> Recorded data
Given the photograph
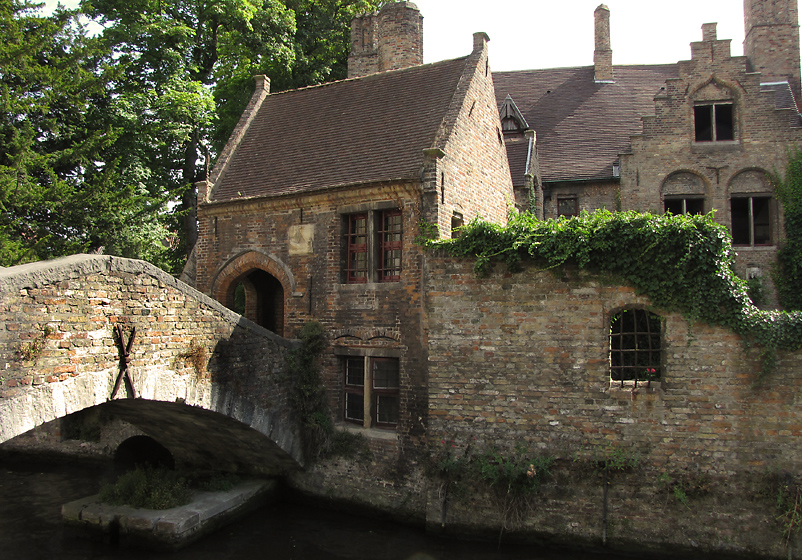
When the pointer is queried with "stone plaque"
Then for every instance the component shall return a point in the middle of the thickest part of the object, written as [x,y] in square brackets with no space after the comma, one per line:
[301,238]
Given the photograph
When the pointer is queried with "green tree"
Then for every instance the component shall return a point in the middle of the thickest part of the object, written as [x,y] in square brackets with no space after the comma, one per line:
[170,54]
[320,46]
[57,192]
[788,274]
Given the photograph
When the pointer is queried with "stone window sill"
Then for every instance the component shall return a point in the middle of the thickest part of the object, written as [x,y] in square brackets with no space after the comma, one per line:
[370,433]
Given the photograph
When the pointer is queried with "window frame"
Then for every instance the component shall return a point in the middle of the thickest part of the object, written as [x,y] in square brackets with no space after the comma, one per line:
[369,393]
[684,200]
[714,123]
[390,241]
[357,253]
[750,218]
[375,252]
[645,362]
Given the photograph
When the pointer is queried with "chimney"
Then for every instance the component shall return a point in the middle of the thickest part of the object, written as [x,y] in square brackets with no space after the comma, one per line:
[388,40]
[603,55]
[771,40]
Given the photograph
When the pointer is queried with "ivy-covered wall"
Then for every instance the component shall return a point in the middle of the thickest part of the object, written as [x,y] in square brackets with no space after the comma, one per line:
[522,359]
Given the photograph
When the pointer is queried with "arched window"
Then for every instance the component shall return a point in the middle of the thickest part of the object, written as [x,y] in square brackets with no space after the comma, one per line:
[635,346]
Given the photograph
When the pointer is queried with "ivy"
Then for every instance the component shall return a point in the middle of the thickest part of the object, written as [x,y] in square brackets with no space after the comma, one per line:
[682,263]
[320,438]
[788,274]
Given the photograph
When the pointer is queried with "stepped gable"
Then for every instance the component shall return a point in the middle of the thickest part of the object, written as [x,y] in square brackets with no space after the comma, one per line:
[351,132]
[581,126]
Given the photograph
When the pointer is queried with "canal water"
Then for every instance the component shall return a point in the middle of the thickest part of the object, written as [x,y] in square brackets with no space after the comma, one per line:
[31,494]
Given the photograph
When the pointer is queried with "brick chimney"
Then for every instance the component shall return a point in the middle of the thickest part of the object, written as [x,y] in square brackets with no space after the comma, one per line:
[771,40]
[603,55]
[387,40]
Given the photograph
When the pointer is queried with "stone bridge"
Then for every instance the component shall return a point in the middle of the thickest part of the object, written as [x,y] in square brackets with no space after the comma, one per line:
[200,379]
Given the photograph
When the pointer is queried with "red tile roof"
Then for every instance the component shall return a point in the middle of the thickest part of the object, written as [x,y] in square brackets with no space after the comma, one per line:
[581,126]
[351,132]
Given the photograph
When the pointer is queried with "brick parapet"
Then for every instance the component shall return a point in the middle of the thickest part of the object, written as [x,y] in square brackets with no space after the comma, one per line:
[524,357]
[71,307]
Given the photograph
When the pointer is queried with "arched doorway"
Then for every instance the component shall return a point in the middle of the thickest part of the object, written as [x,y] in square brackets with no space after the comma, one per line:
[258,296]
[140,451]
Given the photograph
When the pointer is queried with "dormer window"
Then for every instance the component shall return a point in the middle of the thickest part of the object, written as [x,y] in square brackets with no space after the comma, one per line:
[714,122]
[512,121]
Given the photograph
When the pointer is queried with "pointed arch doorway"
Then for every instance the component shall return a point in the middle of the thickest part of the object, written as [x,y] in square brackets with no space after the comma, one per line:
[259,296]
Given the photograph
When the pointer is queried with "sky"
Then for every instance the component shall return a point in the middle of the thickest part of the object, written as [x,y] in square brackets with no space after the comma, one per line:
[528,34]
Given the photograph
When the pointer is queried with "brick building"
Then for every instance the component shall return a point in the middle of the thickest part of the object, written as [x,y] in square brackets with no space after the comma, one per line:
[699,135]
[312,209]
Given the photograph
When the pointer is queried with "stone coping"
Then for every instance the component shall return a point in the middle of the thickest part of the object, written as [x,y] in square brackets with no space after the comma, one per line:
[169,529]
[43,273]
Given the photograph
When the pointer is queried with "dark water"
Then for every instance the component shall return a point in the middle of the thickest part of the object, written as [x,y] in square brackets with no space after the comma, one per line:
[31,494]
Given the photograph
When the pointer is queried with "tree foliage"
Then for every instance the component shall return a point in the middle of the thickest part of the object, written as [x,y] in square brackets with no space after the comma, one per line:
[104,136]
[58,191]
[788,276]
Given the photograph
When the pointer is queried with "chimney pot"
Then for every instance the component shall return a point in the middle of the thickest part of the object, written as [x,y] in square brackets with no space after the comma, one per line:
[603,55]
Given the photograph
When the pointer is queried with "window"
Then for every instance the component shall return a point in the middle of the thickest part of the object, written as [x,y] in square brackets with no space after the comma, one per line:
[356,242]
[679,206]
[372,247]
[635,346]
[714,123]
[457,222]
[568,206]
[390,240]
[751,220]
[371,391]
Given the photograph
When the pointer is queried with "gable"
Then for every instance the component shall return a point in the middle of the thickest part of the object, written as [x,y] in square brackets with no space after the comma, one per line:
[352,132]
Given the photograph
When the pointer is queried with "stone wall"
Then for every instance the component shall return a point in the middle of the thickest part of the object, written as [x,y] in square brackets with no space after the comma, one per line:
[59,355]
[523,359]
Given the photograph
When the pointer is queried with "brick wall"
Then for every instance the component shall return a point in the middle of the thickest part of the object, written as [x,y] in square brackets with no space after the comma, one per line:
[382,318]
[523,358]
[667,161]
[468,172]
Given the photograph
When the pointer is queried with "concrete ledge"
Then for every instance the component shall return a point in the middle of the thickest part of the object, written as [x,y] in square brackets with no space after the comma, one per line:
[168,529]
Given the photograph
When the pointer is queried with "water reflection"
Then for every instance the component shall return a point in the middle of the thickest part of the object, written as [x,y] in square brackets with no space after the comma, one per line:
[31,495]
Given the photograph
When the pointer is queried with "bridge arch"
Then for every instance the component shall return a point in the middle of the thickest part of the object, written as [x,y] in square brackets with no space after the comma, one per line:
[198,370]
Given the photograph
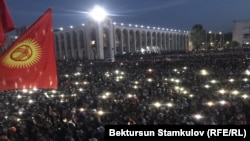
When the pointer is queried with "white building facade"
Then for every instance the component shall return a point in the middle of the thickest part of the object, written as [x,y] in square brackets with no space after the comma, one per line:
[100,40]
[106,39]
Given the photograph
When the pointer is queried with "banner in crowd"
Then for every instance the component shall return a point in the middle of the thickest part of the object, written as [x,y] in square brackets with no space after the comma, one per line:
[6,22]
[30,61]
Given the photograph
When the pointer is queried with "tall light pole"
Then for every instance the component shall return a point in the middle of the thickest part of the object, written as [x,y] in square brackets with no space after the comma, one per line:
[98,14]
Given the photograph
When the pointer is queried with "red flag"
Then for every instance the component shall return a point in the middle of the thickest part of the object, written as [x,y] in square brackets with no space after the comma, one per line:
[6,22]
[30,61]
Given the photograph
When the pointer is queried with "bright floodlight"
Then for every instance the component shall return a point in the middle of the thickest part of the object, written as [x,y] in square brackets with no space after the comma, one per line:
[98,13]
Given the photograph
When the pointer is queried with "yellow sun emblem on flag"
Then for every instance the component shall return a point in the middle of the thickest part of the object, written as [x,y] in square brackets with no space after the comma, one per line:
[23,55]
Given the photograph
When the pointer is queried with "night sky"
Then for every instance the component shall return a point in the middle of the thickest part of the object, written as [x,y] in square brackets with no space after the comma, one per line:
[214,15]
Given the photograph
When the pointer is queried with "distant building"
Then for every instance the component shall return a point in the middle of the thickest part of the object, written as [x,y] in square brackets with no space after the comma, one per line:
[241,32]
[104,40]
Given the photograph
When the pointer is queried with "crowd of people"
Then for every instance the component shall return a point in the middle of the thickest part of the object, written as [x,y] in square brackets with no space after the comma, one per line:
[153,89]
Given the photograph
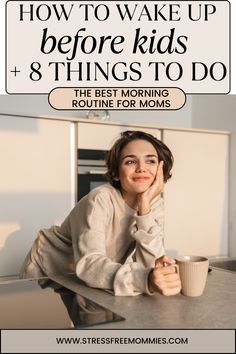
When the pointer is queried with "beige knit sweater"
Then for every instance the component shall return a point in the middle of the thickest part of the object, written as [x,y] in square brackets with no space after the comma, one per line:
[113,247]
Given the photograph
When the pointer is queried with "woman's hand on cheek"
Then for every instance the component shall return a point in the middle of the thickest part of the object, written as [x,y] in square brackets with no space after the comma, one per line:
[145,198]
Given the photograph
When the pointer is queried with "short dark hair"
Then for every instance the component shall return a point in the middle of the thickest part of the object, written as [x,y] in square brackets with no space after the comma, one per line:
[114,154]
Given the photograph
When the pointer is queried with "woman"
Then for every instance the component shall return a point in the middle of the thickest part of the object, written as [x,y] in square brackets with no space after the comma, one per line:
[116,231]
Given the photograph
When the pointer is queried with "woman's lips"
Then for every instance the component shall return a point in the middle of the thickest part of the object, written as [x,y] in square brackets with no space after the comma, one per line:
[140,179]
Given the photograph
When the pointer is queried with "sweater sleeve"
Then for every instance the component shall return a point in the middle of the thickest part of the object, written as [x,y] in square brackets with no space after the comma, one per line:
[93,265]
[149,235]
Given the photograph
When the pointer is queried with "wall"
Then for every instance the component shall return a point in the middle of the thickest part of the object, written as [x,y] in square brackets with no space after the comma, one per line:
[219,112]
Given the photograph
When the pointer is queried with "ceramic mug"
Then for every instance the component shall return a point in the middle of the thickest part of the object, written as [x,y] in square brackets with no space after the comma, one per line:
[193,272]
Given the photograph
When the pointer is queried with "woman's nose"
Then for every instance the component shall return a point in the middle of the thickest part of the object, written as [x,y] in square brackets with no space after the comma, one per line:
[140,167]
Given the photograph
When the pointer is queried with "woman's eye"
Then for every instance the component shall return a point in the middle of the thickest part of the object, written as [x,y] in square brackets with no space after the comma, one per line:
[129,162]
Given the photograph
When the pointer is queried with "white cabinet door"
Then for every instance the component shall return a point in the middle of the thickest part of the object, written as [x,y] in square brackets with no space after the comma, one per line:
[36,183]
[196,203]
[100,136]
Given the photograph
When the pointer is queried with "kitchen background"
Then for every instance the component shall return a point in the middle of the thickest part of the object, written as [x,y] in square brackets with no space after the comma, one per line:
[38,157]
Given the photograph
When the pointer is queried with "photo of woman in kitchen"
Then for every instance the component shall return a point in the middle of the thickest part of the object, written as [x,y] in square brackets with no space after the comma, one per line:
[113,237]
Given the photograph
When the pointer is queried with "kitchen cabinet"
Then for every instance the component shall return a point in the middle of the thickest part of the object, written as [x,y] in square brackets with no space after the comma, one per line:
[37,182]
[101,136]
[196,197]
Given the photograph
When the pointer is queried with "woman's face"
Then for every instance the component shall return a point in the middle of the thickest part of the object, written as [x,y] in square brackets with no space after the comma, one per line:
[138,167]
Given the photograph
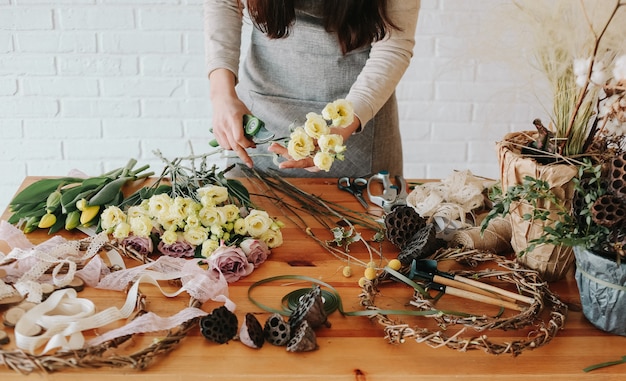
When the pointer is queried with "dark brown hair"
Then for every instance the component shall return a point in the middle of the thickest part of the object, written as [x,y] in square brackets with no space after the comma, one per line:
[357,23]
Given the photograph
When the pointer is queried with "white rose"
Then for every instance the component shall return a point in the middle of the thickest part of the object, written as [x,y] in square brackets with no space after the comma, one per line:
[300,144]
[111,217]
[141,226]
[323,160]
[257,222]
[315,125]
[196,235]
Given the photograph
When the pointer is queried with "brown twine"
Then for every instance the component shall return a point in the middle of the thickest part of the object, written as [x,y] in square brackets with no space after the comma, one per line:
[103,355]
[496,238]
[528,283]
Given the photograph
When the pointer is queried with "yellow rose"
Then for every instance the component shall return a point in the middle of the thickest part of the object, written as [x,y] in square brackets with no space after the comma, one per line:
[141,225]
[239,227]
[195,236]
[257,222]
[212,195]
[323,160]
[111,217]
[331,143]
[230,212]
[159,205]
[300,144]
[210,215]
[272,238]
[122,230]
[315,126]
[169,237]
[208,247]
[340,112]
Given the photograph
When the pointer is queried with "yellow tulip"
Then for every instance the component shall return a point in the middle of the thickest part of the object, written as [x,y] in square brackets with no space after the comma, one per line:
[47,221]
[89,213]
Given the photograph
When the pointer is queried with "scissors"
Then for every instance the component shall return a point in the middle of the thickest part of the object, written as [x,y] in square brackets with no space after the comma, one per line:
[393,194]
[355,186]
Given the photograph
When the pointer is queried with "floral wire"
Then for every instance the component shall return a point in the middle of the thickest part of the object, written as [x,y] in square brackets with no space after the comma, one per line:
[312,204]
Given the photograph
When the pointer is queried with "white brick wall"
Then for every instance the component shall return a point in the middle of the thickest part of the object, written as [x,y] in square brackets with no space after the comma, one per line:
[88,84]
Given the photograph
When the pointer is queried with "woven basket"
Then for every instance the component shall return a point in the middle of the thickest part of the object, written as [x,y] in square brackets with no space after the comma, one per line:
[551,262]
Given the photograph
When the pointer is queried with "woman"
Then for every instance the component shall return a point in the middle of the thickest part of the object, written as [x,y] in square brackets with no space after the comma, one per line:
[303,55]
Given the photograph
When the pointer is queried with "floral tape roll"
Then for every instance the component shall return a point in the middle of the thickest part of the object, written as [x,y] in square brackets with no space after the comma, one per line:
[496,238]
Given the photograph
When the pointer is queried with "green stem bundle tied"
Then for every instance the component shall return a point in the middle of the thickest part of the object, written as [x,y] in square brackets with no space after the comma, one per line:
[69,202]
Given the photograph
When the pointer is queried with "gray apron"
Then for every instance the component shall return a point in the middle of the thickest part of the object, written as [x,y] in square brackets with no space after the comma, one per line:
[284,79]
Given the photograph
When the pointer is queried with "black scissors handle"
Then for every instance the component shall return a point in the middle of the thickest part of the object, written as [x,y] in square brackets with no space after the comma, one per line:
[356,187]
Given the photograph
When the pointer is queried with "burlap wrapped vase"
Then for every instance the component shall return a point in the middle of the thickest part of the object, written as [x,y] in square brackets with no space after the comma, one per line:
[552,262]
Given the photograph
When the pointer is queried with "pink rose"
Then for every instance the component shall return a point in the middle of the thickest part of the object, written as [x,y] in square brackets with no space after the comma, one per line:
[256,251]
[140,245]
[231,262]
[178,249]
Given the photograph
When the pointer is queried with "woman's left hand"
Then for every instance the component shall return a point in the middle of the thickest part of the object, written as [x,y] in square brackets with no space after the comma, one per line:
[290,162]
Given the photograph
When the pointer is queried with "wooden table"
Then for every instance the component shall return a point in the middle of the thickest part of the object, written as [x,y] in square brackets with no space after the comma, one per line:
[353,348]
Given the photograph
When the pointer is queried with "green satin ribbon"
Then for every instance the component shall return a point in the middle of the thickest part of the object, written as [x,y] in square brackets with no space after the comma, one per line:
[333,299]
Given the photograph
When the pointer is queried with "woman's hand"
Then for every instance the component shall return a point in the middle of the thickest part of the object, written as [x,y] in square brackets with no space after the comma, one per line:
[307,163]
[228,112]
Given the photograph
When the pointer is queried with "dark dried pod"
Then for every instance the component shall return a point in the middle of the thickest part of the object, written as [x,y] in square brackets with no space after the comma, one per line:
[401,224]
[276,330]
[421,245]
[608,211]
[303,340]
[251,332]
[220,325]
[310,308]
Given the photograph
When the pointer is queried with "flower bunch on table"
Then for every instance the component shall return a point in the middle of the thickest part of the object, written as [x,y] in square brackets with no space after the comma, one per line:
[233,239]
[315,138]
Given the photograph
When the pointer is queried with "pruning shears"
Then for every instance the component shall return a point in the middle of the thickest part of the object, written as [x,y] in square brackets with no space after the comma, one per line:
[392,195]
[253,129]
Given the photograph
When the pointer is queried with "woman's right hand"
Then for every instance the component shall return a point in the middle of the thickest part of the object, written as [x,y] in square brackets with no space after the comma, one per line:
[228,112]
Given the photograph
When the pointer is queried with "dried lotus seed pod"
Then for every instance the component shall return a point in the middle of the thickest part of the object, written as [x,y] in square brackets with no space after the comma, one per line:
[401,224]
[608,211]
[276,330]
[219,326]
[310,308]
[251,332]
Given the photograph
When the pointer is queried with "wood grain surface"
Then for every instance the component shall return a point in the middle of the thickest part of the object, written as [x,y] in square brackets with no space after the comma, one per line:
[353,348]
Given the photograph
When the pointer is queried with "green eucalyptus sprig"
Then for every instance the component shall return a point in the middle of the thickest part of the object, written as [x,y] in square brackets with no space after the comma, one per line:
[562,228]
[68,202]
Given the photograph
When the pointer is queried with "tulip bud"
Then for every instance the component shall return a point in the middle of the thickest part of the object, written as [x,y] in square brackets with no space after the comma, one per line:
[89,213]
[53,201]
[72,220]
[81,204]
[31,224]
[47,221]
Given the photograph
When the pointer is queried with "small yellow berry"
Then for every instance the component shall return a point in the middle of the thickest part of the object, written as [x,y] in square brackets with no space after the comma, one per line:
[394,264]
[370,273]
[347,271]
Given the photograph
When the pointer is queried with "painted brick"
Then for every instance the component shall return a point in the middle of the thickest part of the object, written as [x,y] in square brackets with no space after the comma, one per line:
[142,128]
[8,86]
[161,18]
[96,18]
[26,64]
[60,86]
[63,129]
[28,107]
[25,18]
[101,108]
[141,42]
[56,42]
[6,42]
[143,87]
[98,66]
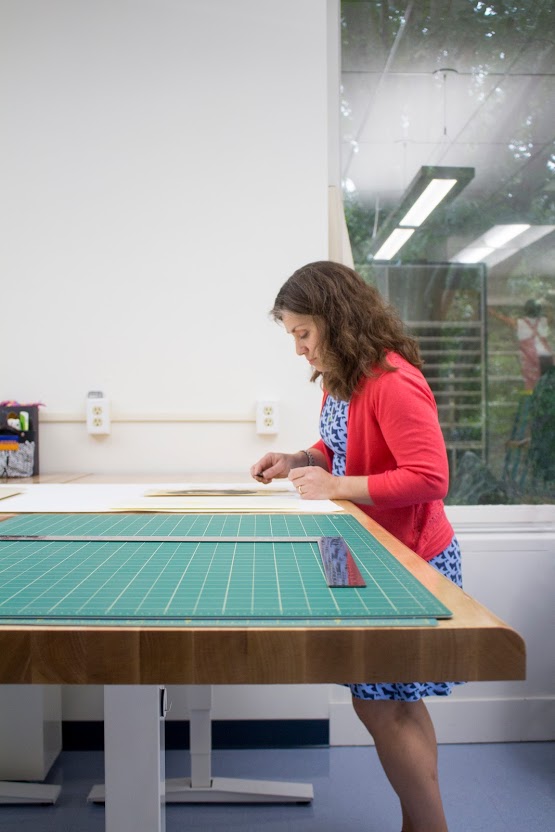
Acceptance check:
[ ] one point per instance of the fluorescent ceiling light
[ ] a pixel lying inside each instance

> The task
How many lines in the entries above contain the string "white"? Case counts. Reply with the number alone.

> Exercise answer
4